→ **Task to complete**: Pull out every line in the entries below that contains the string "blue", matching case exactly.
**********
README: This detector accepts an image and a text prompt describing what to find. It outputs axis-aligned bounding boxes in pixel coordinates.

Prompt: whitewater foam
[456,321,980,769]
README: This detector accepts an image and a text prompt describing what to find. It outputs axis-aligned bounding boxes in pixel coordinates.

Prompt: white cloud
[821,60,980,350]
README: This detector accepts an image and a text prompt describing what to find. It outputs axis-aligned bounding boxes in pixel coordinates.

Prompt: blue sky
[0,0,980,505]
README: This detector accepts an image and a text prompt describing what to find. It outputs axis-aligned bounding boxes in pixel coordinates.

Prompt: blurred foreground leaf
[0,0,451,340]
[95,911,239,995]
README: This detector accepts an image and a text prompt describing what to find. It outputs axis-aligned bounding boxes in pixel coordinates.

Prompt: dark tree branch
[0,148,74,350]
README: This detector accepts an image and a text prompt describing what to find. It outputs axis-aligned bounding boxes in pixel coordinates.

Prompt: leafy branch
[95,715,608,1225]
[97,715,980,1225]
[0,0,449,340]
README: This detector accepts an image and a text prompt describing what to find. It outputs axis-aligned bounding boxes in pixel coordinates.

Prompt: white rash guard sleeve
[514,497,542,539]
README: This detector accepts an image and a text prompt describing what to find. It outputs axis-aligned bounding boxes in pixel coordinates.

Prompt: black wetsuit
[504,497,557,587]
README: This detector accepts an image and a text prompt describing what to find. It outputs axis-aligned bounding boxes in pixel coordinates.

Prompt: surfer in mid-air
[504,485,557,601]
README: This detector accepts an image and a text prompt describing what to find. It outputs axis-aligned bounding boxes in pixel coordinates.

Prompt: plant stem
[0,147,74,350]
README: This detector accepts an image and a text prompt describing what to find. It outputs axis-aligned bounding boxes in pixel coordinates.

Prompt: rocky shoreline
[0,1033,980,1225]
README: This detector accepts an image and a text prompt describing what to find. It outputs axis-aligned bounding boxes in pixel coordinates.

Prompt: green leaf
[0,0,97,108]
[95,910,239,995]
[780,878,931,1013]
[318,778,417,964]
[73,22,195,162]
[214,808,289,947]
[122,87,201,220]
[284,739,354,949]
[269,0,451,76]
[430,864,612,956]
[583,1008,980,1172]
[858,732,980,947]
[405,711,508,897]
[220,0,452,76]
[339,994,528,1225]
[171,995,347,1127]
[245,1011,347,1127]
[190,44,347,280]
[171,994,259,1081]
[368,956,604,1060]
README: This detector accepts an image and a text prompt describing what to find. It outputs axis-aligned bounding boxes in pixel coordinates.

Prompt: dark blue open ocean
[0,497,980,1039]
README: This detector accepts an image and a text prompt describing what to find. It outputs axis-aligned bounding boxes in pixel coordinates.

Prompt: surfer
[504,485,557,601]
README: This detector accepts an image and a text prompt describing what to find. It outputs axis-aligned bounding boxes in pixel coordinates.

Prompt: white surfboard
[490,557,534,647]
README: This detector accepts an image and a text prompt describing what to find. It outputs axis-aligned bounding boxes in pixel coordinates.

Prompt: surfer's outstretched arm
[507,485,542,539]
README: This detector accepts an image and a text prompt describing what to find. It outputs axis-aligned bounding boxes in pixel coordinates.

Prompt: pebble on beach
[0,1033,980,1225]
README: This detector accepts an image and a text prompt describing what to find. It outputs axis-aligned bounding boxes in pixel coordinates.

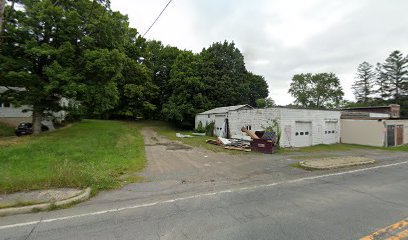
**********
→ **Exercise result**:
Prompt: blue sky
Prompt: dark blue open ocean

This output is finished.